* [Data provided]
---

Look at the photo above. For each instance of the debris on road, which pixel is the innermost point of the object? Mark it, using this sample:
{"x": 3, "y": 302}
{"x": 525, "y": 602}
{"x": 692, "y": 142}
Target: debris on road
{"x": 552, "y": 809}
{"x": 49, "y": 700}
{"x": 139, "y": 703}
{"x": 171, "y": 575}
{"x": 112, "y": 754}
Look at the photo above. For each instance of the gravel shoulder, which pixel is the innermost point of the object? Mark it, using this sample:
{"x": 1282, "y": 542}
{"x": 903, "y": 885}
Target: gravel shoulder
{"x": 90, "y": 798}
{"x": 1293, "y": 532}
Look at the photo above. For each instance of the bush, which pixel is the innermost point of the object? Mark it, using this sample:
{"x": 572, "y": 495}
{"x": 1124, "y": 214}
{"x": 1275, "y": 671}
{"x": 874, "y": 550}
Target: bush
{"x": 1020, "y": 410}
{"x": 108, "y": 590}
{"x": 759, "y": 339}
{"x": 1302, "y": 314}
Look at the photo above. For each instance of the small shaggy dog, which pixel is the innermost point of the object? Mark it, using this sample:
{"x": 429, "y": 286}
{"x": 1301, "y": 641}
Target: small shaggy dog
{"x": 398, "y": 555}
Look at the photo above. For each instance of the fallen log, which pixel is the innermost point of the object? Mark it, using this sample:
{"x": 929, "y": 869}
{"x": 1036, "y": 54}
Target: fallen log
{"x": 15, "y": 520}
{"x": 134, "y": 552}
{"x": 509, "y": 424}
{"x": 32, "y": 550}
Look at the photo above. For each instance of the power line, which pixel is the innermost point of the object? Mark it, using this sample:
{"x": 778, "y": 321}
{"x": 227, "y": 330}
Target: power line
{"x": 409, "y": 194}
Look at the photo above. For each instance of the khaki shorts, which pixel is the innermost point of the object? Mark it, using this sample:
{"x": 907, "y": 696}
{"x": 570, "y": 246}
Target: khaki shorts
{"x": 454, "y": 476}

---

* [What is required] Rewrite everything from the line containing "Look at the photo above. For each instance of the power" down to the end of the records, keeping every line, and offset each x and y coordinate in the answers by adding 105.

* [Expected answer]
Look at the photo above. For each instance of the power line, which pixel is the innermost point of the object? Mark it, using this sample:
{"x": 778, "y": 321}
{"x": 227, "y": 330}
Target: power line
{"x": 514, "y": 299}
Look at the photo above. For each instance of the khaki shorts, which pixel is the innermost point of the object? Mark it, using this sample:
{"x": 907, "y": 696}
{"x": 570, "y": 246}
Target: khaki shorts
{"x": 559, "y": 581}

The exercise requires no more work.